Written exercise —
Show every line of the listing below that contains the word "flower". Letter case counts when matching.

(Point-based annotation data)
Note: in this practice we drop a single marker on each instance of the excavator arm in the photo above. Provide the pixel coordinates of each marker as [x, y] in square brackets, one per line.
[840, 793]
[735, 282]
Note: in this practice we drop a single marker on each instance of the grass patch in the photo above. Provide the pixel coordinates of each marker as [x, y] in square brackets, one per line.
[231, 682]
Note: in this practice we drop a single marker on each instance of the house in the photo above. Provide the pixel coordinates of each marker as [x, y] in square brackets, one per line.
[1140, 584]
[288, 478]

---

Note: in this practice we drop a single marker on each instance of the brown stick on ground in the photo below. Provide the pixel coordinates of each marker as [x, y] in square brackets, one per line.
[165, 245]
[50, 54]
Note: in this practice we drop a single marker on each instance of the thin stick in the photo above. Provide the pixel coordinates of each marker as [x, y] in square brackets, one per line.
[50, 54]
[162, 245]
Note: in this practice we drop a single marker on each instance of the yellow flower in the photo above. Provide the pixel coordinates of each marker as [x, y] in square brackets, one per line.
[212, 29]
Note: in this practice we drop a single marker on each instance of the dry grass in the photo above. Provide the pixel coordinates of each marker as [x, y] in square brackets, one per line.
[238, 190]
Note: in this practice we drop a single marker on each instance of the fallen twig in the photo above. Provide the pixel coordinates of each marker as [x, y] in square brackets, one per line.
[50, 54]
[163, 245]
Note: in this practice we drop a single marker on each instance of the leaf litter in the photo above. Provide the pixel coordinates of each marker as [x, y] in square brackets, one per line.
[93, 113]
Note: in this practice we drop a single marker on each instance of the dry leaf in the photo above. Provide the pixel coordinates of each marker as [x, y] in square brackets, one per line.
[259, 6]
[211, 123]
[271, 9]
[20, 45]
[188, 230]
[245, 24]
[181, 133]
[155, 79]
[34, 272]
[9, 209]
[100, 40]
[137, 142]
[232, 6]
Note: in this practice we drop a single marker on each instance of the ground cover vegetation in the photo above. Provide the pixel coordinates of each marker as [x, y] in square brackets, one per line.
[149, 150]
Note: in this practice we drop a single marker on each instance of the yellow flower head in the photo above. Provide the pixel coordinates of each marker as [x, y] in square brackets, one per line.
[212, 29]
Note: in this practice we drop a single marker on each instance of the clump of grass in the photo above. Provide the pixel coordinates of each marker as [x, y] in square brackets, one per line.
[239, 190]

Final result —
Note: in this practice we drop a single marker on each instance of the yellow flower in the photo above. Provide the pixel coordinates of each marker as [x, y] in square brackets, one per line.
Note: in this practice we drop a single marker on each instance of the yellow flower head in the photo above. Provide the pixel coordinates of each marker as [x, y] in square brackets, one per line.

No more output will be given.